# Sound Wall Theory - Poke Holes In This?



## sandbag (Aug 2, 2009)

After constructive criticism of my sand bagged theater plans, I am considering other alternatives and hope to receive helpful comments/insights. Conventional theory proposes a two leaf double wall construction approach comprising a high mass soundroom wall having two layers of resilient damping adhesive between drywall sheets and secured to stud/joist surfaces. The 'receiving wall "mirrors this construction having internall open stud/joist edges "buried infiberglass thermal insulation. These two structures are separated by at least 1" of air space, again filled with fiberglass insulation. One could buy reprocessed cotton insulation to avoid the fiberglass inhalation issue but that should not be necessary provided the room has been properly sealed against air leaks and other flanking sound pathways.

=== GOAL OF THE EXERCISE ===
According to the sound wall post, what minimum air space separates the two wall structures? The items that follow have no connection to the forum post.

(Records from a data source)
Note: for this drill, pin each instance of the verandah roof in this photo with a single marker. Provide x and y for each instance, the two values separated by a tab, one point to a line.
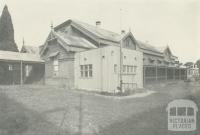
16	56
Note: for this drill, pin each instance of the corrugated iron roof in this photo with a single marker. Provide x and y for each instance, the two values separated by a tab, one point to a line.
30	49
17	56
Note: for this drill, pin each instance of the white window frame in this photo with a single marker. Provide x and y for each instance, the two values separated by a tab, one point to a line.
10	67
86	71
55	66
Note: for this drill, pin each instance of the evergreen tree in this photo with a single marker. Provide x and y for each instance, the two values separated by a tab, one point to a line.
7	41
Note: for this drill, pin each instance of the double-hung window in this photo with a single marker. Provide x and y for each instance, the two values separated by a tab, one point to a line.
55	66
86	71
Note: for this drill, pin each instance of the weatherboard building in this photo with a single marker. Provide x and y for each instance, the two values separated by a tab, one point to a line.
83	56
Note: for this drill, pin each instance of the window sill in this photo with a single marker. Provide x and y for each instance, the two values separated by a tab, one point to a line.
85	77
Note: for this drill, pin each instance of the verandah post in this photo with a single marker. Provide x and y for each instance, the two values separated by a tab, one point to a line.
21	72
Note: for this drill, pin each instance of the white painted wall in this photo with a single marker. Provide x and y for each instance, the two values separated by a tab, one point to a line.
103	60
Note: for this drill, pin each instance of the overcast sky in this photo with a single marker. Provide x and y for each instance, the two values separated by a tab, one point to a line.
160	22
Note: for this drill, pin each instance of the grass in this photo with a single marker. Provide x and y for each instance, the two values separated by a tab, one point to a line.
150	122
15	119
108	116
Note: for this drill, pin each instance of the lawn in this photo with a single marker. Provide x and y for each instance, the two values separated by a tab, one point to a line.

---

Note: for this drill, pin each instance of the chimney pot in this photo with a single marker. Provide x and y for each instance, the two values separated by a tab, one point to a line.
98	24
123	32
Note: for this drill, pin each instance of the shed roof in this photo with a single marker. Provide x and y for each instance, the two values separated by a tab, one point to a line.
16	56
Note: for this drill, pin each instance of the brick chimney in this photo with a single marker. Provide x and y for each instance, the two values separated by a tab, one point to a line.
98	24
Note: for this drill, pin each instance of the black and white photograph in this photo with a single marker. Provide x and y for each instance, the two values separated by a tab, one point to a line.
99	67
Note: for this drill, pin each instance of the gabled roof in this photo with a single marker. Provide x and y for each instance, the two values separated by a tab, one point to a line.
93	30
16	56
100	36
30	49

=== TASK ANSWER ===
At least 1 inch of air space, filled with fiberglass insulation.